EXERCISE DESCRIPTION:
Let the line containing "the white interior" serve as the first line of the answer and the final line of the entries as its last, with every line between copied exactly.

----- RECORDS

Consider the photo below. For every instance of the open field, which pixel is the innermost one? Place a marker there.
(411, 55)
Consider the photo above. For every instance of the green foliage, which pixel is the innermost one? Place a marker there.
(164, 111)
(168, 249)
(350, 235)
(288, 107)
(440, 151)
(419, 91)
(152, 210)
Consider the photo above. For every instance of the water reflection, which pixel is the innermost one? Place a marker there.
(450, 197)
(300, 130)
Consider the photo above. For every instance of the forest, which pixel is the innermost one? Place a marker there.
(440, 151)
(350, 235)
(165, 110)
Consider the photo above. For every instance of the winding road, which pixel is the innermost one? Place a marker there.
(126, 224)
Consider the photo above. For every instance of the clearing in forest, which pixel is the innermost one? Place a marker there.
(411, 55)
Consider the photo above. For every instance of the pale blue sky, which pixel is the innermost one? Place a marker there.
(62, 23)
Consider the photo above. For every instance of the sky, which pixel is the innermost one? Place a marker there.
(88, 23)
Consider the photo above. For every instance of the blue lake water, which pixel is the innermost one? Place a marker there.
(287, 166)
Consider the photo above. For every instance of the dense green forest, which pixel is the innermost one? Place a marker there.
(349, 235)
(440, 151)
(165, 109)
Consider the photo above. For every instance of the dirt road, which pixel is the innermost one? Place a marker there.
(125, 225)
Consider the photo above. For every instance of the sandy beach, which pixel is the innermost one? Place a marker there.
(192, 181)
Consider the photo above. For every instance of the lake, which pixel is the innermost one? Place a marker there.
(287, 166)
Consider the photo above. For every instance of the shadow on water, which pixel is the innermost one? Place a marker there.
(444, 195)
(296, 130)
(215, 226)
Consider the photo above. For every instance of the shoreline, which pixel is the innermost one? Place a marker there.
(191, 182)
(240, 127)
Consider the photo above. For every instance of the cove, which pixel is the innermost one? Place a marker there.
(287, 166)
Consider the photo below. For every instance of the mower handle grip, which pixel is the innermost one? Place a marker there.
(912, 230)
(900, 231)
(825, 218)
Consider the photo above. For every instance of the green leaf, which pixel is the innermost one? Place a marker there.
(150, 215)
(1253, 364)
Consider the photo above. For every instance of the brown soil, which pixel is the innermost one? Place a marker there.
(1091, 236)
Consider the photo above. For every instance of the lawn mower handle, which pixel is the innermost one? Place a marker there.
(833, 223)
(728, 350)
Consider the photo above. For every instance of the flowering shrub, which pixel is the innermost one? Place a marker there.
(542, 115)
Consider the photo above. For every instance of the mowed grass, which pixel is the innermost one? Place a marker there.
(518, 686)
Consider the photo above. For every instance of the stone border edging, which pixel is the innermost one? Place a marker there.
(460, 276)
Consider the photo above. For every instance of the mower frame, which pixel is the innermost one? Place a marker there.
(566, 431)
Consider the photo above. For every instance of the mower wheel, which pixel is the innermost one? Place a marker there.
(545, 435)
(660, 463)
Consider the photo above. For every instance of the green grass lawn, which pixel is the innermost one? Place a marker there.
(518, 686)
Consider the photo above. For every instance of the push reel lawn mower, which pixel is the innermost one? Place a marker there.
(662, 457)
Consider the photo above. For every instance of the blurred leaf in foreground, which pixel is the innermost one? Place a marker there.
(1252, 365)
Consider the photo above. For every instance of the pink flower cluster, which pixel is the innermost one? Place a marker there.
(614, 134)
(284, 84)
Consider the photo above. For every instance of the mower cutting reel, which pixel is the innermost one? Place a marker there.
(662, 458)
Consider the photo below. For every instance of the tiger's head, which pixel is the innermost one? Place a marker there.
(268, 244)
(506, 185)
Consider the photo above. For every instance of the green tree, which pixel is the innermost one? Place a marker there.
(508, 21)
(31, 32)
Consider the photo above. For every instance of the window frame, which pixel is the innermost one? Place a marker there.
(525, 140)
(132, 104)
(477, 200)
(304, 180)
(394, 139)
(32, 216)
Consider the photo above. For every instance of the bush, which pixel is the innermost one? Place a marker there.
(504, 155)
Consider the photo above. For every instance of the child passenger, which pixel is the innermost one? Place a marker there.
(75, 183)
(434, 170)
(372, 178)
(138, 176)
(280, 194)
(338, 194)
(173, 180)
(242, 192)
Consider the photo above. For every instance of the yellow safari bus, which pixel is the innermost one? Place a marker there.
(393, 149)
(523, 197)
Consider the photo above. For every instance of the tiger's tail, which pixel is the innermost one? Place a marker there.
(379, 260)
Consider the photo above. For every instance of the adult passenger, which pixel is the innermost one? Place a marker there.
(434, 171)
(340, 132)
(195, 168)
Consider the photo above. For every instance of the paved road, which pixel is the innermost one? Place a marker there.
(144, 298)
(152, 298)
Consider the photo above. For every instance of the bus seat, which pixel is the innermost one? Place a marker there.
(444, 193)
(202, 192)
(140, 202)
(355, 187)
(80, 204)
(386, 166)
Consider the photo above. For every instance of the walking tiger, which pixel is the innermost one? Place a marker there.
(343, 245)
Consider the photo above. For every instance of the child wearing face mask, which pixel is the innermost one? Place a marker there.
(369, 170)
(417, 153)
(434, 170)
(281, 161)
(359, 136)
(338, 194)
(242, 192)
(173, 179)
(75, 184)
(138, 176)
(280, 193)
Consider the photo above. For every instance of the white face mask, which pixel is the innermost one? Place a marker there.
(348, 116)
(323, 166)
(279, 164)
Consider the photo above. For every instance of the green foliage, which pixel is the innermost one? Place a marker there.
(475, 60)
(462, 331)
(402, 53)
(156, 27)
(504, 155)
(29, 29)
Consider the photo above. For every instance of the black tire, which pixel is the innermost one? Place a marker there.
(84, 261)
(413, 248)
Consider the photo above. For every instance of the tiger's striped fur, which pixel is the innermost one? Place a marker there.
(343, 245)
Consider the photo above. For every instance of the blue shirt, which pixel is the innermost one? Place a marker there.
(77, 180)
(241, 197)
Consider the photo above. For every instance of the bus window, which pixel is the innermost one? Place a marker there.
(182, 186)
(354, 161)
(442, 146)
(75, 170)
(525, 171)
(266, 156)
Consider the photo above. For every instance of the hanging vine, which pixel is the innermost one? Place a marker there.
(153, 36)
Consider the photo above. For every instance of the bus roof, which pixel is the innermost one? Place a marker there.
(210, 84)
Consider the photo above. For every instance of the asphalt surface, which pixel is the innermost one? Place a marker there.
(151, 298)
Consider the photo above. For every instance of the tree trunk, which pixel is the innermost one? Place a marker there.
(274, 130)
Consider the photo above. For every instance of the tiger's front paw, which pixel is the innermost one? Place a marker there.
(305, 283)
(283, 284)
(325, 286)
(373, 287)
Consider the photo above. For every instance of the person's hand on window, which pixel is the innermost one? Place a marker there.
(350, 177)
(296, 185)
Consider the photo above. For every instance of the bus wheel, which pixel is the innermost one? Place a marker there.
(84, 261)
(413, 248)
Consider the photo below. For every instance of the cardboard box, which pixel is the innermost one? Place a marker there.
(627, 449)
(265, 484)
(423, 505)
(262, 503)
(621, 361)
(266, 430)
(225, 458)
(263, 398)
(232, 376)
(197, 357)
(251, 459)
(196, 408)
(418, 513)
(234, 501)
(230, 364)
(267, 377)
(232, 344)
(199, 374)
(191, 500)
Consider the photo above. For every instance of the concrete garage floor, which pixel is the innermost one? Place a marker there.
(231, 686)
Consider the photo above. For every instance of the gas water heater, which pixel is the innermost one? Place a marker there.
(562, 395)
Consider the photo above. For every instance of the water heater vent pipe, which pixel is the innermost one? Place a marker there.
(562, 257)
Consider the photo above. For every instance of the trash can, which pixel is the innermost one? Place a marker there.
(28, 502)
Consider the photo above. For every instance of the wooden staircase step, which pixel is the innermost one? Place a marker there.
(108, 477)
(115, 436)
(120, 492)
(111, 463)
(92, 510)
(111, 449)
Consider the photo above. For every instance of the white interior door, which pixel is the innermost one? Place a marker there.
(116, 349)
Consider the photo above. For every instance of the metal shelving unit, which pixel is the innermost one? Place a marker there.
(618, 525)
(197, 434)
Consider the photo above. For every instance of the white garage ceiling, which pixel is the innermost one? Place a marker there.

----------

SOLUTION TO THIS TASK:
Consider the photo above. For every instance of the white interior door, which pixel is the innermost one? Place a marker there.
(116, 349)
Consider the photo above. For every instance of the metal shelving unit, which pixel is the innermost one? Place a marker there.
(618, 525)
(197, 434)
Consider the photo above. For every instance of the white garage ceiling, which pixel is the innermost one? Place a marker there.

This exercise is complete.